> _Description of the task_
Render the lines below as a JSON list of strings, with one string for each line and no entries for blank lines.

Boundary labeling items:
◆ ◆ ◆ ◆
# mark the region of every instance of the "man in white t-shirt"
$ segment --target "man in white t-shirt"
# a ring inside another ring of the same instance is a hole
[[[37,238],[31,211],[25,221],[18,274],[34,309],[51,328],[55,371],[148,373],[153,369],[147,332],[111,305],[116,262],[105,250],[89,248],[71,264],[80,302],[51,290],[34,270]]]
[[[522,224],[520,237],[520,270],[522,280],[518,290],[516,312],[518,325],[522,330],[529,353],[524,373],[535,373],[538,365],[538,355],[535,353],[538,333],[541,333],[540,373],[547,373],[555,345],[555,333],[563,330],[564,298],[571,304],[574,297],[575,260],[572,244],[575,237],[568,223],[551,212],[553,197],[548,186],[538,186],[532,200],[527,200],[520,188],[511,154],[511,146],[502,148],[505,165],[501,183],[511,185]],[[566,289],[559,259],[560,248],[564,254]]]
◆ ◆ ◆ ◆
> _Task result_
[
  "# mark the region of every instance of the \"man in white t-shirt\"",
  "$ segment --target \"man in white t-shirt\"",
  "# a ring inside another ring of the same instance is a hole",
  "[[[37,238],[31,211],[25,221],[18,274],[34,309],[51,328],[55,371],[148,373],[153,369],[147,332],[111,305],[116,262],[105,250],[89,248],[71,264],[80,302],[51,290],[34,270]]]",
  "[[[522,224],[520,237],[520,270],[522,280],[518,290],[516,312],[518,325],[522,330],[529,353],[524,373],[535,373],[538,365],[538,355],[535,353],[538,333],[541,333],[540,373],[547,373],[555,345],[555,333],[563,330],[564,298],[571,304],[574,297],[575,260],[572,244],[575,237],[568,223],[551,212],[553,197],[548,186],[538,186],[532,200],[527,200],[520,188],[511,154],[511,146],[502,148],[505,165],[501,183],[511,185]],[[566,289],[559,259],[560,248],[564,254]]]"
]